LIST OF TASKS —
(1) Translate this sentence from the Swarthmore athletics text into Spanish: "Of course, the immediate reason for Swarthmore's athletic success is the student-athletes themselves."
(2) Output everything in the Swarthmore athletics text from "Of course, the" down to "become more intense.", word for word.

The evolution has continued in recent years, with Swarthmore now in the middle of a five-year plan to hire a full-time assistant coach for every varsity team.
“The job description for a head coach is vastly different now than it was over a decade ago,” Koch says. “With significant changes in the workload for head coaches, the need for full-time assistant coaches is paramount to provide a quality experience for student-athletes.”


“Bringing Sam in was an injection of fresh thoughts and new ideas and expanding the bandwidth of the program,” Colby says, adding that Davy has been especially helpful when it comes to recruiting. “He’s been able to parse through recruits in ways that are strategic and purposeful. Our recruiting success began when Sam arrived.”
Of course, the immediate reason for Swarthmore’s athletic success is the student-athletes themselves. Swarthmore has always recruited high school students to play sports at the College, but that process has gradually become more intense.

“The hardest part is getting into Swarthmore,” Chwastyk says. “The second hardest thing is getting into the NCAA tournament.”

DATA EXTRACT —
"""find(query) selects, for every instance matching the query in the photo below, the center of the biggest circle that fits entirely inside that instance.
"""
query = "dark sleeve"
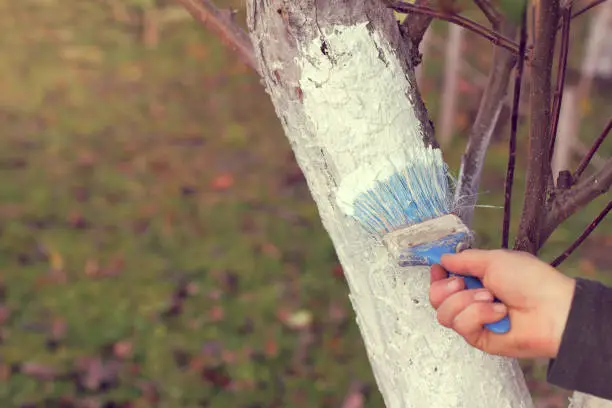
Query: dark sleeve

--

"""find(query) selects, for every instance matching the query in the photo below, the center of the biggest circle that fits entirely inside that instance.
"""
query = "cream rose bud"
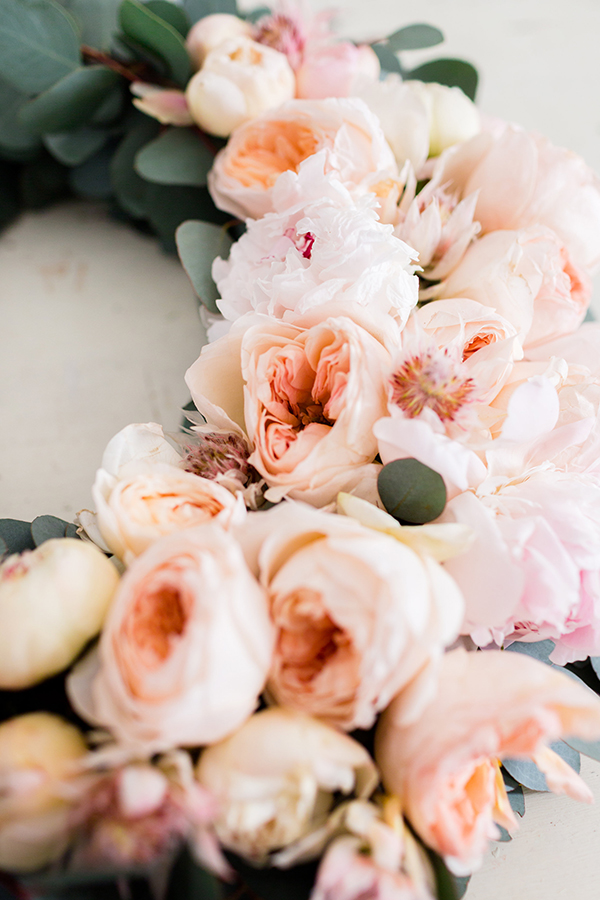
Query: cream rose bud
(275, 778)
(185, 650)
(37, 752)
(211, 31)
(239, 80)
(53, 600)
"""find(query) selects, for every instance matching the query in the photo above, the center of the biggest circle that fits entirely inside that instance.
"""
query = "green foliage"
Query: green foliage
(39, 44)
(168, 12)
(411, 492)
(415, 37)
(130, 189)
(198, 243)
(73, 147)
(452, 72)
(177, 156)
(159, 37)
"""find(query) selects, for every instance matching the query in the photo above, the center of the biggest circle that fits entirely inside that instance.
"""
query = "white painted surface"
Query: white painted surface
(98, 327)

RESPONSES BY TASK —
(1) Por supuesto, la razón inmediata del éxito deportivo de Swarthmore son los propios estudiantes-atletas.

(2)
Of course, the immediate reason for Swarthmore’s athletic success is the student-athletes themselves. Swarthmore has always recruited high school students to play sports at the College, but that process has gradually become more intense.